## [Tâches à faire]
(a) Quels albums de Sleater-Kinney le texte fourni cite-t-il ? Donnez-les tous.
(b) Reproduisez le passage du texte fourni allant de « Ce long serpent » à « (du même architecte). ».

## [Texte fourni]
· · · ·

Ce long serpent à la couleur grisâtre couvre un tunnel routier. On peut marcher le long des deux côtés du tunnel ou rouler à vélo d’un côté seulement. Je ne savais plus vraiment où il était mais je l’ai retrouvé il y a quelques mois lors d’une promenade en famille. La photographie ci-dessus est prise après la visite de l’exposition Tadao Ando au NACT. Je fais un détour à vélo pour passer à côté du long serpent avant de rejoindre « Church in Hiroo » (du même architecte).

Cette rue en pente se trouve entre Naka-Meguro et Ebisu. C’est un de ces endroits que j’aime emprunter même si j’ai toujours un peu de mal à retrouver son emplacement exact, un peu comme pour le tunnel grisâtre au dessus. Cela fait partie du charme de l’endroit, de garder un certain secret. La photographie ne le montre peut être pas trop mais cette pente appelée Bessozaka est extrêmement accentuée et il est à peine possible de la monter à vélo. La dernière partie de la rue en haut de la colline se termine d’ailleurs en cul-de-sac avec un escalier. Au moment où je prenais la photographie, un couple commençait son ascension dans les rayons de soleil en bas de la rue. J’aime l’ambiance de cette photographie et ces recoins introuvables de Tokyo.

Après l’album Dig Me Out, je continue avec passion d’écouter le rock viscéral de Sleater-Kinney avec trois autres albums The Hot Rock (1999), One Beat (2002) et le plus récent No Cities To Love (2015). Après plus de 10 ans de hiatus jusqu’à ce dernier album de 2015, on retrouve la même tension permanente, comme une complainte, la même urgence que les albums précédents. J’aime ces voix qui se mélangent, celles de Carrie Brownstein et Corin Tucker, et le fait qu’elles ne lâchent rien, qu’elles ne semblent pas s’assagir en gardant cette ligne directrice du rock de combat. Et ce ne sont pas les combats qui manquent vue l’actualité de ces dernières semaines.

no skate on my car

Les quelques photographies de cette série sont prises à Aoyama et à Shimo Kitazawa. Ça faisait plusieurs mois que je ne m’étais pas promené dans les rues de Shimo Kitazawa et cette fois-ci, c’était avec Mari. L’objectif de notre visite à Shimo Kitazawa était d’aller vendre les vieux disques vinyles de Mari au Disk Union. Elle avait reçu la plupart de ces disques d’un de ses cousins, beaucoup de bandes originales de films des années 1980. Nous allons au Disk Union de Shimo Kitazawa, que je commence à bien connaître, pour voir s’ils peuvent nous les acheter à un bon prix. Nous leur laissons une cinquantaine de LPs vinyles et une centaine environ de EPs vinyles. Ils leur faudra malheureusement quelques jours avant de pouvoir nous donner un prix d’achat. On s’attend au pire de toute façon, malgré le certain regain d’intérêt pour le vintage ces derniers temps, surtout les vinyles et surtout à Shimo Kitazawa, un labyrinthe de magasins d’occasions en tous genres.

· · · ·

Entrées d'un jeu de données de pointage:
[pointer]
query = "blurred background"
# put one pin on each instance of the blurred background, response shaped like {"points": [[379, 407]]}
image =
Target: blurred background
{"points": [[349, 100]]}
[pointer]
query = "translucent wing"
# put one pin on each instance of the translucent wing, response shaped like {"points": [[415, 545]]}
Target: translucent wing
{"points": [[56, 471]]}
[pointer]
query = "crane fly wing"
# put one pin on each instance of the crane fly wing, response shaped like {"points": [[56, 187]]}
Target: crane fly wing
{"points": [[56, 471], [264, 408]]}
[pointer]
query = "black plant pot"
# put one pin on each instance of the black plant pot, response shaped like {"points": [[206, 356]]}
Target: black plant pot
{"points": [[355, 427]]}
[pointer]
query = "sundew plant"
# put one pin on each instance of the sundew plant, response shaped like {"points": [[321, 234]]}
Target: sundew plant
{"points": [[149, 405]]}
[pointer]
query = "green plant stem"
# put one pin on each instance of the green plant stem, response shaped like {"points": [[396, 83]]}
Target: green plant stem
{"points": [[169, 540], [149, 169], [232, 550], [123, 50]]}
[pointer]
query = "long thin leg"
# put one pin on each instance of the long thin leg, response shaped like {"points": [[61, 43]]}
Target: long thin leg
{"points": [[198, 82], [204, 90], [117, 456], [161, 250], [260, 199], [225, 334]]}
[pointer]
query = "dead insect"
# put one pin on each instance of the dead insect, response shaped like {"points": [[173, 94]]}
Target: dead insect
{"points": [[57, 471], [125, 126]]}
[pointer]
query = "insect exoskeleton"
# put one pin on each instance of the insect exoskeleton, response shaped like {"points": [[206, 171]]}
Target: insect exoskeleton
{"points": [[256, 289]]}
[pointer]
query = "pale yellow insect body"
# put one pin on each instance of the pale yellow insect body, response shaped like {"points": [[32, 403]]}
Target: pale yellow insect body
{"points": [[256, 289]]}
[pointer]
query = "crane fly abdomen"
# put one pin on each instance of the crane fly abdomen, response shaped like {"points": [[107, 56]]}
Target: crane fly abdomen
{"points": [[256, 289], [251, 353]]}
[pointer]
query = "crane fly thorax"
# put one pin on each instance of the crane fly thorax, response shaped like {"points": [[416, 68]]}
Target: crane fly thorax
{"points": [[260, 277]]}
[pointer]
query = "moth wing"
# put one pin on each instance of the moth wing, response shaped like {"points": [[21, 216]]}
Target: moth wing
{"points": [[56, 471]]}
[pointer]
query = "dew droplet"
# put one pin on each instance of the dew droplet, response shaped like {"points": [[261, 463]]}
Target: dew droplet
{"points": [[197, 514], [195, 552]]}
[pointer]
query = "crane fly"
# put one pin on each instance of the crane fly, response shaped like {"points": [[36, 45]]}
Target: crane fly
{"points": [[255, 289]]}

· · · ·

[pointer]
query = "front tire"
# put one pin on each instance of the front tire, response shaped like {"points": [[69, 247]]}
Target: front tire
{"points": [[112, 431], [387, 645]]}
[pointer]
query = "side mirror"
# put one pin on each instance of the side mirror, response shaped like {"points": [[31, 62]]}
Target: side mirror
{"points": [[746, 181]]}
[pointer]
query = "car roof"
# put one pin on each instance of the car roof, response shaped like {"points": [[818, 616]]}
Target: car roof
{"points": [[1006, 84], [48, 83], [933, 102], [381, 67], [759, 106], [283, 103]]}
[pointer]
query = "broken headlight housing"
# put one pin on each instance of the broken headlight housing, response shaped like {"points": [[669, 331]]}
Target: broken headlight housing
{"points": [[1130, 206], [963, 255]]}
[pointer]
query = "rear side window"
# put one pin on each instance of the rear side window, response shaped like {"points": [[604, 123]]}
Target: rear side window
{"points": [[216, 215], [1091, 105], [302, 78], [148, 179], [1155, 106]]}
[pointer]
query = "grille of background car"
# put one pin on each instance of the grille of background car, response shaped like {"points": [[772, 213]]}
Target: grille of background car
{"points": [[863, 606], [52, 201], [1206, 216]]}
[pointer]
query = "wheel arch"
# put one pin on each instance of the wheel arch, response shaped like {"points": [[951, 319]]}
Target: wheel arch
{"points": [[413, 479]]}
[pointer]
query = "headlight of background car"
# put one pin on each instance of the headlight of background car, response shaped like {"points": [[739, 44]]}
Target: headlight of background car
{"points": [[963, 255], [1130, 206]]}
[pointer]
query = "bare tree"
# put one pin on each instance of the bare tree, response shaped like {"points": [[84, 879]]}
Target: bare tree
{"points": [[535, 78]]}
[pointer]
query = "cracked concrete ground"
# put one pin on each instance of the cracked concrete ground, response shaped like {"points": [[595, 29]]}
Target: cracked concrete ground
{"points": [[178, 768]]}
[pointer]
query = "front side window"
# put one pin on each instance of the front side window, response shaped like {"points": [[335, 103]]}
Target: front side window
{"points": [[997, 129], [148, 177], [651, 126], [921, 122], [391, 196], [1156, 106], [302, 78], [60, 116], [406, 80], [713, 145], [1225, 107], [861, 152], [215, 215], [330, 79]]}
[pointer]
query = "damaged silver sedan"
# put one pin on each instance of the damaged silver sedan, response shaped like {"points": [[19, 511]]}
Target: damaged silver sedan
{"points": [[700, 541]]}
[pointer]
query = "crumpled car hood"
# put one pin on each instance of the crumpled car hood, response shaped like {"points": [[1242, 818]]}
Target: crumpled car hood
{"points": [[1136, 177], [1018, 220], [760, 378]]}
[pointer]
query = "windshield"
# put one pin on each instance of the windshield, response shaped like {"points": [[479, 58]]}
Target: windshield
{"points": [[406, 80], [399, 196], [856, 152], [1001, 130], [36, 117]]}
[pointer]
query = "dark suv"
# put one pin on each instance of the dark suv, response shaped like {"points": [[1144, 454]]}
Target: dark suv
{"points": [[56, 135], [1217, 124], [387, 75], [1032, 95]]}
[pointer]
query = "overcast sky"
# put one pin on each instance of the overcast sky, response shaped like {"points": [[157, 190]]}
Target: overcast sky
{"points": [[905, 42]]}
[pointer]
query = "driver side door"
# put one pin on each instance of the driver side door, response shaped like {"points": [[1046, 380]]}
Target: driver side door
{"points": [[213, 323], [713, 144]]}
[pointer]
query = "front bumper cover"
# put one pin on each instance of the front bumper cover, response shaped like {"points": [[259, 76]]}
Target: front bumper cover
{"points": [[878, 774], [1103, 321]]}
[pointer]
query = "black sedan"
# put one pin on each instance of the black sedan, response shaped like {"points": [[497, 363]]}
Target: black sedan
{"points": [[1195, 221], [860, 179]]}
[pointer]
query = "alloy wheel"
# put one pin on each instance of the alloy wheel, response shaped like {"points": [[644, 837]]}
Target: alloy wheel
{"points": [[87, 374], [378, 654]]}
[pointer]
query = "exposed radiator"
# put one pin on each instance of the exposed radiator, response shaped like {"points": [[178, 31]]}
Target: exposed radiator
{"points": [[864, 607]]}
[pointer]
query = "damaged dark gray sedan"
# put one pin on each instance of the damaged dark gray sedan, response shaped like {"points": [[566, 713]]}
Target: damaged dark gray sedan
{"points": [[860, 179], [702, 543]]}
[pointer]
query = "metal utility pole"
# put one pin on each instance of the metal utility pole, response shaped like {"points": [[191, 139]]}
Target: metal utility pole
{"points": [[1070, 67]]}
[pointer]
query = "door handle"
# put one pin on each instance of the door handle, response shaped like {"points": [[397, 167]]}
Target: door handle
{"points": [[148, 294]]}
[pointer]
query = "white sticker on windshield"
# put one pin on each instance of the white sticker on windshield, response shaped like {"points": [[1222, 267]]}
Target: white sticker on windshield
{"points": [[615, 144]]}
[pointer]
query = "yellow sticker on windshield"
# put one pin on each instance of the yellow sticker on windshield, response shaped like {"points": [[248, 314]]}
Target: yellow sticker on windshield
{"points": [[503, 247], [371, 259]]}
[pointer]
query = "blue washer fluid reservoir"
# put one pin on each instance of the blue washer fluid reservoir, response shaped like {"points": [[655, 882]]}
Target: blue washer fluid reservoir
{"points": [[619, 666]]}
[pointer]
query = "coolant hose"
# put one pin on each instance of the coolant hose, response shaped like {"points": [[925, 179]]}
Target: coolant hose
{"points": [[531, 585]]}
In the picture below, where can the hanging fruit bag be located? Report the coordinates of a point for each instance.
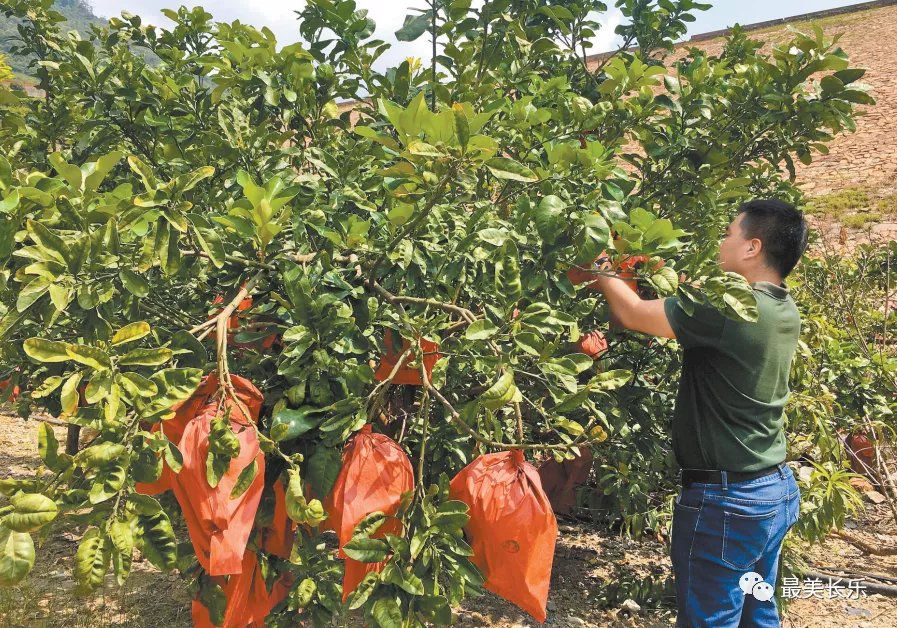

· · · ·

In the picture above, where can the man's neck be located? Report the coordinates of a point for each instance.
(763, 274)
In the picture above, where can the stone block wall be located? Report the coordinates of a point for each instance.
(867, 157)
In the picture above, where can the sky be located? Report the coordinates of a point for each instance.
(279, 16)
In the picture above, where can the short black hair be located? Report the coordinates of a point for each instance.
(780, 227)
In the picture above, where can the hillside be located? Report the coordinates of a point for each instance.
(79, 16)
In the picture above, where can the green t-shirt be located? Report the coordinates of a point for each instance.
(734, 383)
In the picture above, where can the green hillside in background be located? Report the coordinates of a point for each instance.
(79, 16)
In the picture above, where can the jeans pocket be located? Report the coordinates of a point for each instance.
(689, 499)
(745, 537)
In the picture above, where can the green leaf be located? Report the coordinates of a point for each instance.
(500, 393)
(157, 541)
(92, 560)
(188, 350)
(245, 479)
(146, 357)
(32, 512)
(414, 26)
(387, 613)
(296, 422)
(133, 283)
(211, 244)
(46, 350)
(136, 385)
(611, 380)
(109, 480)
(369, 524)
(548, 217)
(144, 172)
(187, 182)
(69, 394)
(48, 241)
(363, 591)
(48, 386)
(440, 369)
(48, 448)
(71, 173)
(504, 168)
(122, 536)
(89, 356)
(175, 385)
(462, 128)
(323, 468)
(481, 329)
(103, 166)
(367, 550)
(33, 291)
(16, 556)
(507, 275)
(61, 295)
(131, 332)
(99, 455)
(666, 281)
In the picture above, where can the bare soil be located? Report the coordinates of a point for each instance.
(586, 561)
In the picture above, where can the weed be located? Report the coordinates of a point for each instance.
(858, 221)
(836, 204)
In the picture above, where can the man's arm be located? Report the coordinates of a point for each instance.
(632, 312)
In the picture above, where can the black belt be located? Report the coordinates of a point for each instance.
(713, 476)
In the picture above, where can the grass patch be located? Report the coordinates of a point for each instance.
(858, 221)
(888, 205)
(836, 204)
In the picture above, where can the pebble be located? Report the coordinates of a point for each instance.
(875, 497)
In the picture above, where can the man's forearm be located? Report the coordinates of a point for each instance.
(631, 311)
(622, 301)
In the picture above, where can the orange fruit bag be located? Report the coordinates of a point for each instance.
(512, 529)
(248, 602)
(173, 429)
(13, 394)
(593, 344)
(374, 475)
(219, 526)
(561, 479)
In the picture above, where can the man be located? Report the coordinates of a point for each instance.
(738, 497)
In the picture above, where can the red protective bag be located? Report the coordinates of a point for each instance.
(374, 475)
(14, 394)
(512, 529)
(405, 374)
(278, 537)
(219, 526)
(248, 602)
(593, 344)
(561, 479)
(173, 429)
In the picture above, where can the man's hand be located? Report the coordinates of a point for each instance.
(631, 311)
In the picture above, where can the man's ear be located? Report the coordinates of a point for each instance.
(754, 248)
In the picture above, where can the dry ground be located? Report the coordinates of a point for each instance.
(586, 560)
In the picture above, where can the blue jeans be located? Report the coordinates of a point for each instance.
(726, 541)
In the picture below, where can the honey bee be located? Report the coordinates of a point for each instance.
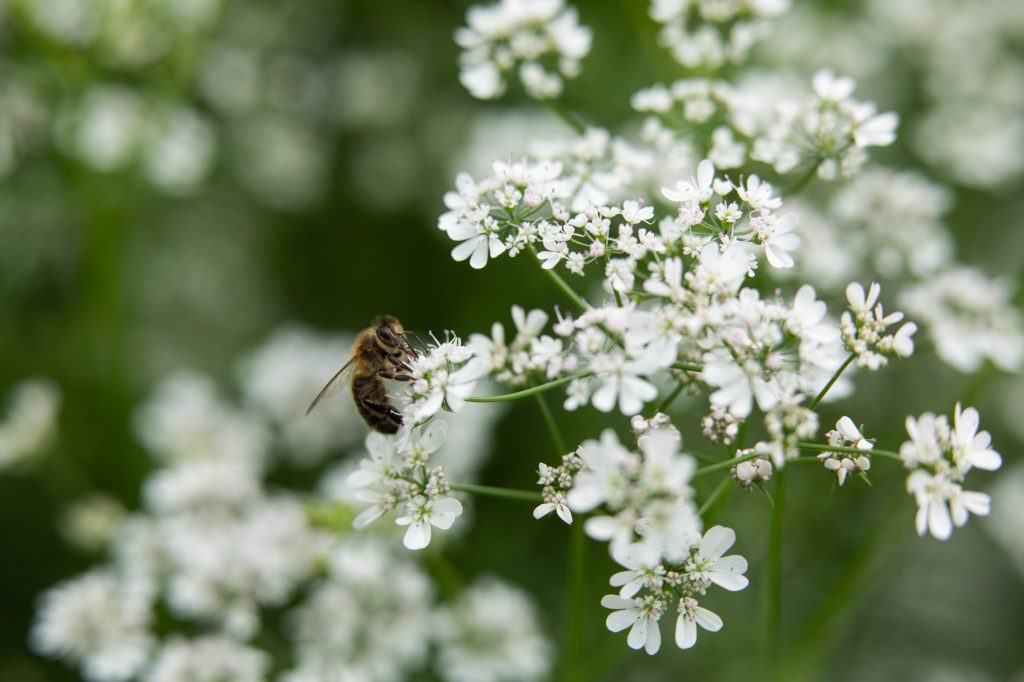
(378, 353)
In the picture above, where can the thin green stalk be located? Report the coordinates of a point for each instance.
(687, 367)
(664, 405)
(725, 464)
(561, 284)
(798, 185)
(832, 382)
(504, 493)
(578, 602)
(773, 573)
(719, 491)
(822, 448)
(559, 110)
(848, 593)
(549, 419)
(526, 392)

· · · ·

## [Réponses de l'exercice]
(a) Dig Me Out, The Hot Rock (1999), One Beat (2002), No Cities To Love (2015)

(b)
Ce long serpent à la couleur grisâtre couvre un tunnel routier. On peut marcher le long des deux côtés du tunnel ou rouler à vélo d’un côté seulement. Je ne savais plus vraiment où il était mais je l’ai retrouvé il y a quelques mois lors d’une promenade en famille. La photographie ci-dessus est prise après la visite de l’exposition Tadao Ando au NACT. Je fais un détour à vélo pour passer à côté du long serpent avant de rejoindre « Church in Hiroo » (du même architecte).